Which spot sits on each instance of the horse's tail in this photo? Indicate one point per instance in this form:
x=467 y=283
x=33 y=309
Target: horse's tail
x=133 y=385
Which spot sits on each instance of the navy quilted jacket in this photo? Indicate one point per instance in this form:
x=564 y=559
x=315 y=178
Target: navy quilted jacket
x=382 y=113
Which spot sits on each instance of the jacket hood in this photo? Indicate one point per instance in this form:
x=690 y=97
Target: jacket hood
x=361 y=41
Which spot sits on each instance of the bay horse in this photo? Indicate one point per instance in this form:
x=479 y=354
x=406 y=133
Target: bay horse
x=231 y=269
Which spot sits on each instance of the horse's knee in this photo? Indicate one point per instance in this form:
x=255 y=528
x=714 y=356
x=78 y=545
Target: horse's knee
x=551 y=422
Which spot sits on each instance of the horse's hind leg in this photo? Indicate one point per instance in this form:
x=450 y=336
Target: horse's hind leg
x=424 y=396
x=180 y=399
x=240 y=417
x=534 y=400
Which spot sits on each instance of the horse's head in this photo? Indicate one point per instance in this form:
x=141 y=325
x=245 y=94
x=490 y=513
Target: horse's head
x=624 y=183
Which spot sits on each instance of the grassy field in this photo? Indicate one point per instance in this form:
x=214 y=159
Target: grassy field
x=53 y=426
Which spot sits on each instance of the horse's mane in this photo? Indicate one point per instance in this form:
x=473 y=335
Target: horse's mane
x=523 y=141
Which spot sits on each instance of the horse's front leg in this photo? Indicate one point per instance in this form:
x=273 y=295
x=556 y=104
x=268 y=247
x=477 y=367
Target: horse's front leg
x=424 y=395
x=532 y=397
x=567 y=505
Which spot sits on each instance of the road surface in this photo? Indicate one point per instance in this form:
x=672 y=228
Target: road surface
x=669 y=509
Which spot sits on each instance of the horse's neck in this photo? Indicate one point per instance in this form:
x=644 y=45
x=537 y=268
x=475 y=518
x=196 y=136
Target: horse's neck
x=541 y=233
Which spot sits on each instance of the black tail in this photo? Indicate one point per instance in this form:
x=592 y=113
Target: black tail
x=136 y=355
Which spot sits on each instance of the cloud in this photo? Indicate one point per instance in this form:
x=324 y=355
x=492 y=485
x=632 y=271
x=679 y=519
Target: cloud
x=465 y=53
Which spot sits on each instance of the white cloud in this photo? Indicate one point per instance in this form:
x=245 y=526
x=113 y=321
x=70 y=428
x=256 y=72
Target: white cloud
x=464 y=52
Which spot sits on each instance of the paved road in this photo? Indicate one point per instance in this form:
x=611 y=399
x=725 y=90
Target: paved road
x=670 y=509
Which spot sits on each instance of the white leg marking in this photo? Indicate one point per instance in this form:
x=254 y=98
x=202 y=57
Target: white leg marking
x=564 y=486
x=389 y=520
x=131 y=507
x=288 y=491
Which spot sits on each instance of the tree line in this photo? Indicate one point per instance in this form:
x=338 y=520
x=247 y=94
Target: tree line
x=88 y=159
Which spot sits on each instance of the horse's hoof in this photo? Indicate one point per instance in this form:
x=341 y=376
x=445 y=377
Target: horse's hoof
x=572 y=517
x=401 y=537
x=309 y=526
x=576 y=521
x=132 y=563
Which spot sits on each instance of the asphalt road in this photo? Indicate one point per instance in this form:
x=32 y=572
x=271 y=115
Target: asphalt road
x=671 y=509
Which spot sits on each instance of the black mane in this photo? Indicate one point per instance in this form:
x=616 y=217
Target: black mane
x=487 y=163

====

Rewrite the lines from the line with "Which spot sits on each instance of the horse's head" to the line with "x=567 y=505", swapping "Target" for "Label" and leaving everything else unchanged.

Final result →
Which spot sits on each instance of the horse's head in this photo? Indicate one point per instance in this form:
x=141 y=325
x=245 y=94
x=490 y=513
Label: horse's head
x=624 y=183
Which spot sits on each instance of the grassy field in this photo? Indicate one point per instance in this form:
x=214 y=159
Label: grassy field
x=53 y=426
Which spot sits on each instance of the horse's mane in this photo? Indicate one point per instance in this form:
x=473 y=335
Label: horse's mane
x=523 y=141
Which spot sits on each instance of the horse's front leg in this photo? Indicate one point per instance in this form:
x=273 y=295
x=556 y=104
x=268 y=247
x=477 y=367
Label: horse's front leg
x=424 y=395
x=532 y=397
x=567 y=505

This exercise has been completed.